__Text segment__
True that the landscape was shockingly dry, without mud or water in the temporary streams, while the grass was half-grown and already dry and moribund – the park hadn’t seen a drop of water in months! But just as we arrived in the evening and settled in the camp, and sat down for dinner, it started to rain. First just a drizzle, then more steady and heavily. We went to bed while it rained, and it rained all night without stop. And it rained. And it was still raining in the morning while we had coffee, and now things started to look not so good.
The rain only stopped half-morning, but we were already on-wheels and the damage was done anyway.
Over the next couple days we were able to reach all the trap camera sites, to replace memory cards and batteries, but at the cost of slow progress and hard work. We got stuck countless times on the dirt roads inside and outside the sanctuary, and most salt licks had to be reached on foot. At least we were able to recover all the memory cards, but tracking the herds off-road was completely out of the question under those conditions.
So the trip turned out to be a half-disappointment, and this update report had to rely mostly on the various trap cameras’ photographic record.
Speaking of cameras, the new trap camera model we planted last December is performing exceptionally well, almost too well I may add. These have better image quality, are smaller and lighter, seem more reliable, and are much more energy-efficient with batteries lasting up to several months of continuing use. But they can also take literally thousands of photos per week, stored in 8GB cards, which is fantastic but also a curse in disguise. If we used to struggle with screening, managing and storing the photos, now this problem has been inflated several fold! This trip alone rendered dozens of thousands of photos, of which “only” a few thousand showed sable, roan or hybrids.

Stored data entries

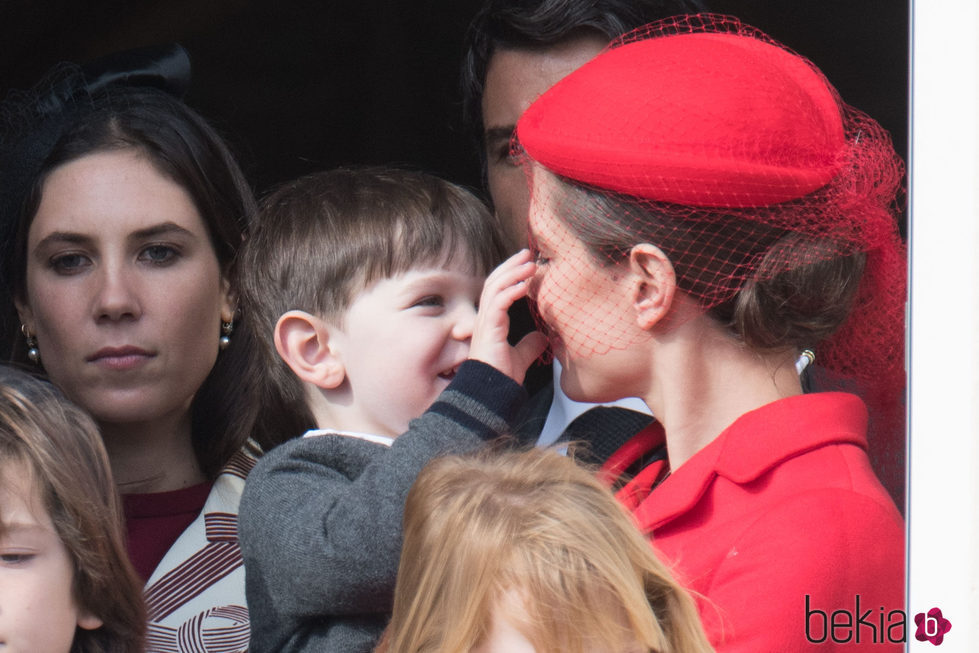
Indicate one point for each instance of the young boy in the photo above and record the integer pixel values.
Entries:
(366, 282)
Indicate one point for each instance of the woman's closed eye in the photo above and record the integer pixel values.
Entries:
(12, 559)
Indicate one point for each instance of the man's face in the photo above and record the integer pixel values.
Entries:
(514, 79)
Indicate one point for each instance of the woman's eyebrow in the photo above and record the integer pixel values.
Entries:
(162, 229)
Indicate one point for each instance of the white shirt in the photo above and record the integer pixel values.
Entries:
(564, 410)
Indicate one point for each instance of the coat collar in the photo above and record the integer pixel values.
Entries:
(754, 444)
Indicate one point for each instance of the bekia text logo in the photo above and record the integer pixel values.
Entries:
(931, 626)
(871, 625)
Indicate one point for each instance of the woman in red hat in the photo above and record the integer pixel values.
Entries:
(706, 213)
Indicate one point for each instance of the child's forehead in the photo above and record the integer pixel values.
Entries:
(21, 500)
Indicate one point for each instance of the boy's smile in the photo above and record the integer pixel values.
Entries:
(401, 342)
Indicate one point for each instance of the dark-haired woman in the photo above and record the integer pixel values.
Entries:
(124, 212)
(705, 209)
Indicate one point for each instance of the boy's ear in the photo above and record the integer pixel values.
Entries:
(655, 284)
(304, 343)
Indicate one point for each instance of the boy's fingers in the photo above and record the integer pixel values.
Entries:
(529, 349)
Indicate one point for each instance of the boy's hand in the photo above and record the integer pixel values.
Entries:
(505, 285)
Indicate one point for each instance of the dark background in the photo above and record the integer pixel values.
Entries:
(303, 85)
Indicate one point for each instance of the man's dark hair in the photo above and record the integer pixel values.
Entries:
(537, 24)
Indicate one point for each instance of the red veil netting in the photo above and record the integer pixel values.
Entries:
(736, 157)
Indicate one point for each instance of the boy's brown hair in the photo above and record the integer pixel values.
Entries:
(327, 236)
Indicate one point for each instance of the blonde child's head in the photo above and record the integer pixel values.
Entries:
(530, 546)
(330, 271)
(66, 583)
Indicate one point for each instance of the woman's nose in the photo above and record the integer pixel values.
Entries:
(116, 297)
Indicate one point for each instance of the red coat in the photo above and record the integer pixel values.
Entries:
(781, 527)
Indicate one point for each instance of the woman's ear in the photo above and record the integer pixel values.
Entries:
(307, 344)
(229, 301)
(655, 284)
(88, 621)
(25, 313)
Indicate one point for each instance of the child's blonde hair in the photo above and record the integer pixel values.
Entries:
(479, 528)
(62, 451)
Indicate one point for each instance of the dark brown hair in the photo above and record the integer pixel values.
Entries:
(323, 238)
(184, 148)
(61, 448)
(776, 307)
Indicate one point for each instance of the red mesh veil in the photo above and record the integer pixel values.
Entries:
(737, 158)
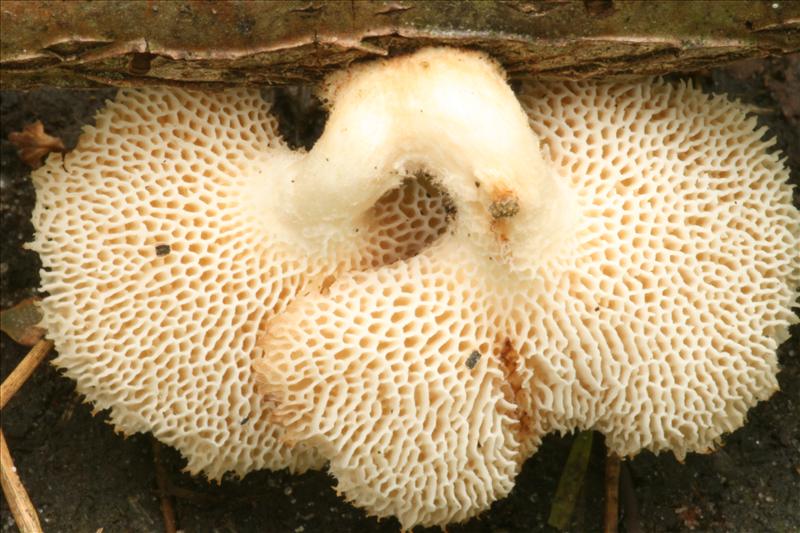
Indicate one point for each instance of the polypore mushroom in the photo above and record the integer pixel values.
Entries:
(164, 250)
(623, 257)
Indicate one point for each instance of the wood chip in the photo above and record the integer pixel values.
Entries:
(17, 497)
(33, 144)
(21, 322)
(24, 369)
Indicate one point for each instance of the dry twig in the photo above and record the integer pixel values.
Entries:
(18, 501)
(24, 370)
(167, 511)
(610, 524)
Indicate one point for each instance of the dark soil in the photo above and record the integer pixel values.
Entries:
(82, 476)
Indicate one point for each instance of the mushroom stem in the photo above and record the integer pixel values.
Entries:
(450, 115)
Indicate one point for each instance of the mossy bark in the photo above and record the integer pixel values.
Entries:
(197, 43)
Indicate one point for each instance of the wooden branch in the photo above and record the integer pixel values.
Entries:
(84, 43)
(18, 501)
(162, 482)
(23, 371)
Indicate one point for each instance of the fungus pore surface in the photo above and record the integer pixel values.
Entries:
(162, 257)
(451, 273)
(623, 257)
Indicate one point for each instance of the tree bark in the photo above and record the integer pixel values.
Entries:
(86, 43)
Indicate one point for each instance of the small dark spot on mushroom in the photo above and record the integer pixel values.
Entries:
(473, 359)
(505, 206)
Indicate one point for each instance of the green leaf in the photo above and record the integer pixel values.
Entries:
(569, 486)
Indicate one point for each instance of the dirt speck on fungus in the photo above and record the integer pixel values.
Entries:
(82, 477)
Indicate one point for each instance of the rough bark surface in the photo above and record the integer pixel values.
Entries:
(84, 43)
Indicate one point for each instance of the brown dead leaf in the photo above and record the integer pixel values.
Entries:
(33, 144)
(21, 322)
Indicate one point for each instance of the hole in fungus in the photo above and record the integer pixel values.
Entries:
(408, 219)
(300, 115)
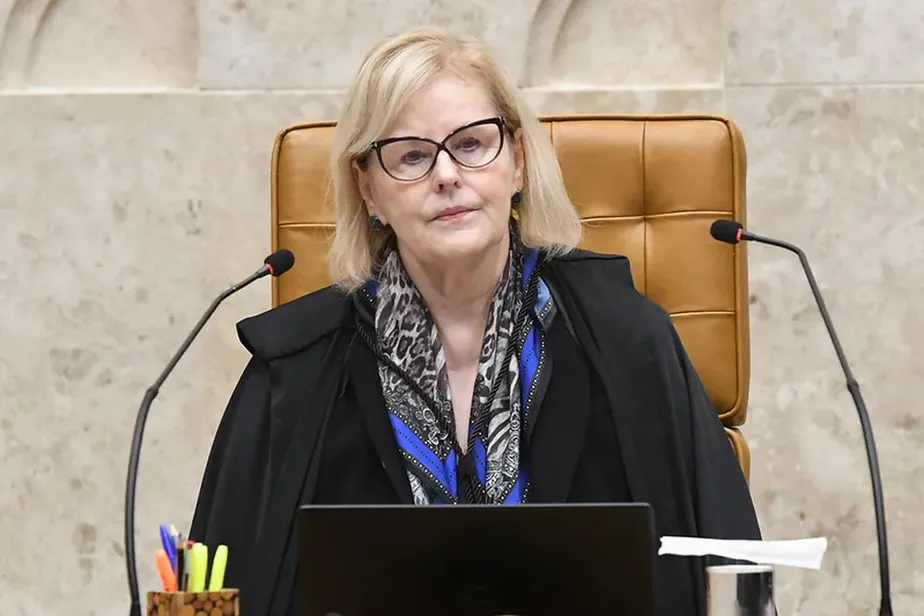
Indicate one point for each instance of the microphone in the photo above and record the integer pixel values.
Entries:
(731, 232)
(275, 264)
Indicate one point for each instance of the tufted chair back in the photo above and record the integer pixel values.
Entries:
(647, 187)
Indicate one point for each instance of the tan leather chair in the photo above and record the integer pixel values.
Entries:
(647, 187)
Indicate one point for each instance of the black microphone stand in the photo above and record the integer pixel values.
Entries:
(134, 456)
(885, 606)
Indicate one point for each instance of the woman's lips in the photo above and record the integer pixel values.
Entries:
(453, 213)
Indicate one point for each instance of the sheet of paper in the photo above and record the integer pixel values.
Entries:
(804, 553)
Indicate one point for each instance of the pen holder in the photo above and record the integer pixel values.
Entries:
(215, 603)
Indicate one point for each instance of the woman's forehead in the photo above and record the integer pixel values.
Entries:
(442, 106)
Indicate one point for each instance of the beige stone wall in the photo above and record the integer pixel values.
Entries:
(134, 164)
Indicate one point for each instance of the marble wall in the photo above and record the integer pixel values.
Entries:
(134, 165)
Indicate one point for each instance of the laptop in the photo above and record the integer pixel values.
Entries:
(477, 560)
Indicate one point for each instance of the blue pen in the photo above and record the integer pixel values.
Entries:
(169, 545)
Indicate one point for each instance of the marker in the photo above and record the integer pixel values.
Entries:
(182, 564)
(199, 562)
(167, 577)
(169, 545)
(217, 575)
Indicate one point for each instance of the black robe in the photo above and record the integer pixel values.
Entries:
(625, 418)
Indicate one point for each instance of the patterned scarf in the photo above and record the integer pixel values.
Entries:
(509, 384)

==

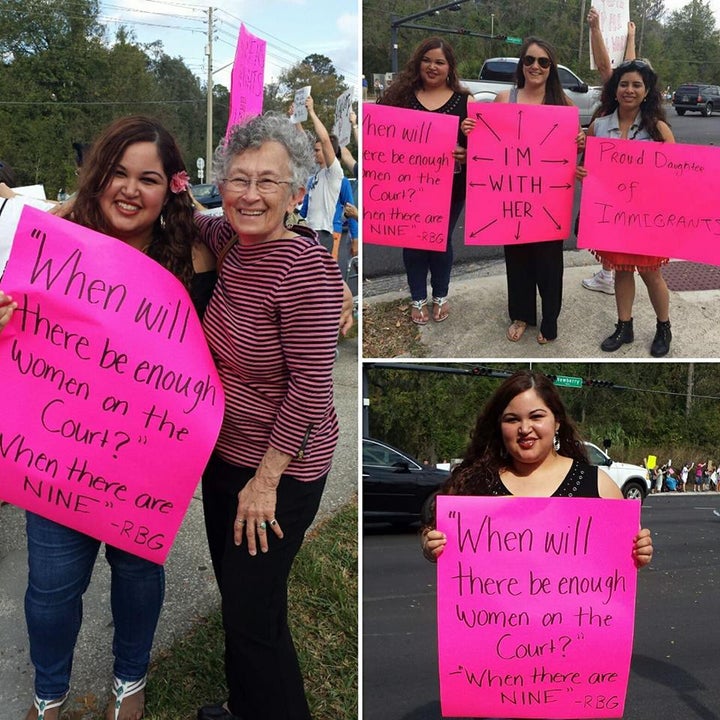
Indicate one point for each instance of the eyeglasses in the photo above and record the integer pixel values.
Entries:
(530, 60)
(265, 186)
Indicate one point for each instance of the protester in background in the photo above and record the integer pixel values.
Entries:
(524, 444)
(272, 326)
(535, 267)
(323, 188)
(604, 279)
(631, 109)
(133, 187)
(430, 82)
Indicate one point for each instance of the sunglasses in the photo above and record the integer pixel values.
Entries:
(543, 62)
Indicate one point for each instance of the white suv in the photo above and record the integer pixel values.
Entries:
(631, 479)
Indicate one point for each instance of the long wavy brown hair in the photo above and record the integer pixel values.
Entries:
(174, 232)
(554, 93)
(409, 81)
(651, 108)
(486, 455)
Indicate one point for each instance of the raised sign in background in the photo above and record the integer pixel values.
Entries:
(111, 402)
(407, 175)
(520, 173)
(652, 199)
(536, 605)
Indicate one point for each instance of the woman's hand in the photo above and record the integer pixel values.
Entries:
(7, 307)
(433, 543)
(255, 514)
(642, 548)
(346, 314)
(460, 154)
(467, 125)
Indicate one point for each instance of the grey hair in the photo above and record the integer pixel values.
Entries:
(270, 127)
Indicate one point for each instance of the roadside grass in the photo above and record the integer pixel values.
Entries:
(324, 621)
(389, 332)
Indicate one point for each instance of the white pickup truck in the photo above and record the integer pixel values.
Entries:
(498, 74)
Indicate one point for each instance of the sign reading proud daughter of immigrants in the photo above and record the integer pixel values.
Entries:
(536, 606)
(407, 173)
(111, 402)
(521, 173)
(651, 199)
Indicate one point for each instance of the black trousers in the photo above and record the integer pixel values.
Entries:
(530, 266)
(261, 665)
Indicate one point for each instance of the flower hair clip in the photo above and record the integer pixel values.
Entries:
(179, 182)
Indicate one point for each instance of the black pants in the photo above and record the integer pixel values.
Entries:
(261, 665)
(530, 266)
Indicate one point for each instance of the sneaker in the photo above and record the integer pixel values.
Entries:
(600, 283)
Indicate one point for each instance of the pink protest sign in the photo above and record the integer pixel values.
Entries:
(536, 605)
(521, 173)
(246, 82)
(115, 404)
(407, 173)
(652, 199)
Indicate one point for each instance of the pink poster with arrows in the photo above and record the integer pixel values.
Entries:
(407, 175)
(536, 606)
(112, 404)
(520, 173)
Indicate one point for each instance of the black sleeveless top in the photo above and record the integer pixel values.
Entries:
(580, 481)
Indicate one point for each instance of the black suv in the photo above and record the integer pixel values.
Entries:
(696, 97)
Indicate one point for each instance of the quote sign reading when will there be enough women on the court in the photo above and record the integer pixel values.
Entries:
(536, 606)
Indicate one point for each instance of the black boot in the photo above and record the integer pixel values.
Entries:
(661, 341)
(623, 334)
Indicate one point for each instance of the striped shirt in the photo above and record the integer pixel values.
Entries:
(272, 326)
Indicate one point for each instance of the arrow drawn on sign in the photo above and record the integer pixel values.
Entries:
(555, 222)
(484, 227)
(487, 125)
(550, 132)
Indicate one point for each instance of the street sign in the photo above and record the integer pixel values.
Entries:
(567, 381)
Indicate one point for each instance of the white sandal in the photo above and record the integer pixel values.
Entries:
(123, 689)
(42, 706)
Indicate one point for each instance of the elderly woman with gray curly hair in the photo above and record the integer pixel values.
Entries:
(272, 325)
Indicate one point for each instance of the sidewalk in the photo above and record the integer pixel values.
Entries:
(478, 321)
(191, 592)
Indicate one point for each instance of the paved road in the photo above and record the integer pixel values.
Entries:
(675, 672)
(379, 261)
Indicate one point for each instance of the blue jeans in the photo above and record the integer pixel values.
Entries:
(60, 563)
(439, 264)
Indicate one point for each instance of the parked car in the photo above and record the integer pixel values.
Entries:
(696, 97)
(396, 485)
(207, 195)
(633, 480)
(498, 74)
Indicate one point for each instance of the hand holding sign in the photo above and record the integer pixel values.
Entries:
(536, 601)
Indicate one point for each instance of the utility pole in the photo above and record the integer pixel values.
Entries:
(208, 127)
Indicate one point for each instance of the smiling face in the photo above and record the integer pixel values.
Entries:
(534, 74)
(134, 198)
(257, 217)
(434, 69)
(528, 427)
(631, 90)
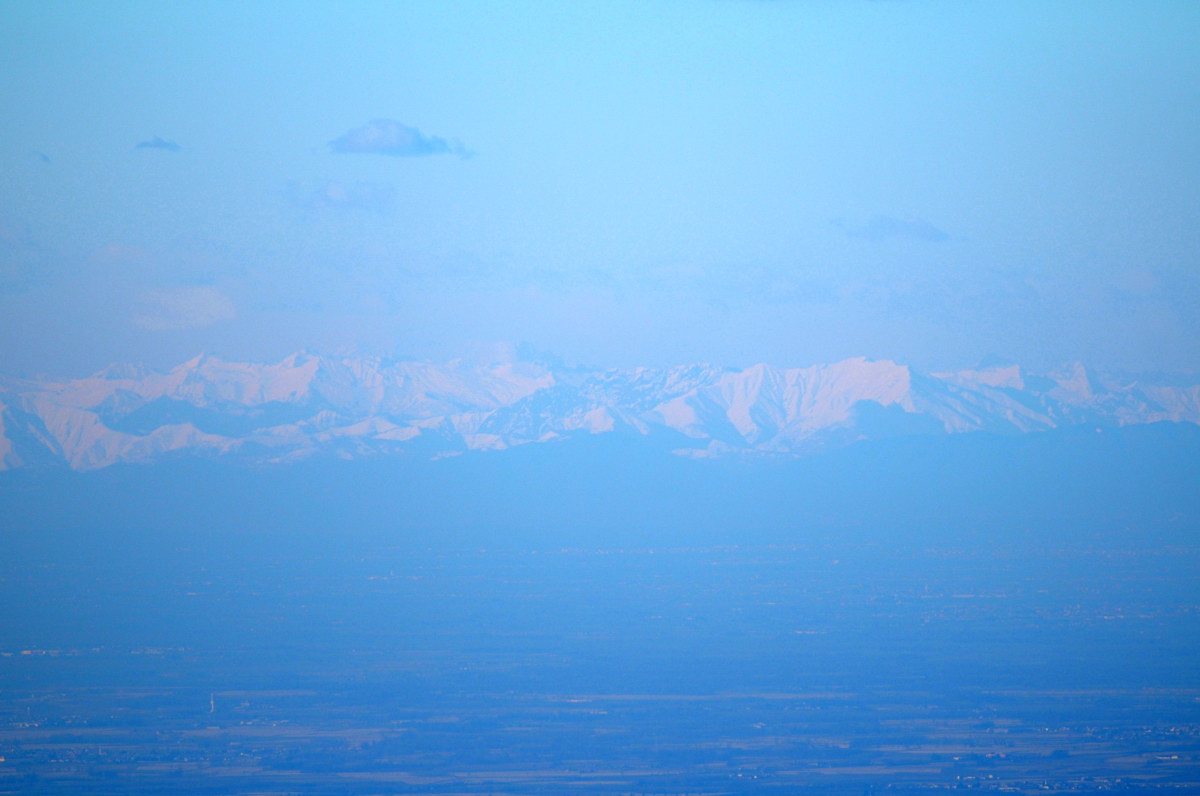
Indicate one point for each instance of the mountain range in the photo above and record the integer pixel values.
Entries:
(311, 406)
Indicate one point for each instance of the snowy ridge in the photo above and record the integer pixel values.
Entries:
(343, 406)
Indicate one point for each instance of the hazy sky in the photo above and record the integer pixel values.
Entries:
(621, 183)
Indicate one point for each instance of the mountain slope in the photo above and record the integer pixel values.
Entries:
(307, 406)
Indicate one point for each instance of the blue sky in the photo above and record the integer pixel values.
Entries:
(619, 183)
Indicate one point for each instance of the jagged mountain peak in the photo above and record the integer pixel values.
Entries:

==

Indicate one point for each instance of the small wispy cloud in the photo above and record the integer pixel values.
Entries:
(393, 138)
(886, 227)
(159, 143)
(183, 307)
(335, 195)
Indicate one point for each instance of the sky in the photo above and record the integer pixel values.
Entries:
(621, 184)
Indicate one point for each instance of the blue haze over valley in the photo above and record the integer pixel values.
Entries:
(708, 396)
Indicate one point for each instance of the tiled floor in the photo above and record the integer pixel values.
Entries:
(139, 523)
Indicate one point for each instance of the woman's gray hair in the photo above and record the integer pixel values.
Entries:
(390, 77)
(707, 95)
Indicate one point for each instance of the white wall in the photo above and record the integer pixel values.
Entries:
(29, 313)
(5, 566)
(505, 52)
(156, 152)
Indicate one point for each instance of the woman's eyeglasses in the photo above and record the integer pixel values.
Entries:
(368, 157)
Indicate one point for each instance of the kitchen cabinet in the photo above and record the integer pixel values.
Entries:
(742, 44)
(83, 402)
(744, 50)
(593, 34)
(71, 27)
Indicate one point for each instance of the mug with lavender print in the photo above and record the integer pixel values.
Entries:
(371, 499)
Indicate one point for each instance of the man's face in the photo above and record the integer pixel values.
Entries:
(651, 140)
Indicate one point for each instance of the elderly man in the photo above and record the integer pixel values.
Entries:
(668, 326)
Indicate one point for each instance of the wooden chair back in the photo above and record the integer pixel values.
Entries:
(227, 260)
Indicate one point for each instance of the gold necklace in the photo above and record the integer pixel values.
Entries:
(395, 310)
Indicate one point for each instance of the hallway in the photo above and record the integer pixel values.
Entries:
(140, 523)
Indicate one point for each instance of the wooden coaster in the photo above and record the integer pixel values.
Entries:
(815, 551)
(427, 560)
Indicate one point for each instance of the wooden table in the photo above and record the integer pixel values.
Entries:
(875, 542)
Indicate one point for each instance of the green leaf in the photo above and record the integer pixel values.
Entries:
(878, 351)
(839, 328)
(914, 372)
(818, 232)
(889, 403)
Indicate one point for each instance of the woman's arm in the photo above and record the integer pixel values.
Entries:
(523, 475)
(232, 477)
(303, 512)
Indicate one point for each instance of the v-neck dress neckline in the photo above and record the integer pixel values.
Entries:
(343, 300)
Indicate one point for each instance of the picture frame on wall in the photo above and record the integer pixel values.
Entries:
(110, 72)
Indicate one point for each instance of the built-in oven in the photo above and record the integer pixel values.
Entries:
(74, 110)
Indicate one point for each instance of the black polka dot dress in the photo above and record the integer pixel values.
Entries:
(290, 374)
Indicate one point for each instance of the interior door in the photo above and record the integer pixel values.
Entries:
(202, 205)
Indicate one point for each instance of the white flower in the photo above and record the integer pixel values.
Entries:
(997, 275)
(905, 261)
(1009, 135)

__Work order A__
From the field trip report, copy out the passage that opens with the words containing "The rain only" and closes with "under those conditions.".
__Work order B__
According to the field trip report, what capacity are the memory cards that store photos in the new trap camera model?

__Task answer A__
The rain only stopped half-morning, but we were already on-wheels and the damage was done anyway.
Over the next couple days we were able to reach all the trap camera sites, to replace memory cards and batteries, but at the cost of slow progress and hard work. We got stuck countless times on the dirt roads inside and outside the sanctuary, and most salt licks had to be reached on foot. At least we were able to recover all the memory cards, but tracking the herds off-road was completely out of the question under those conditions.

__Task answer B__
8GB.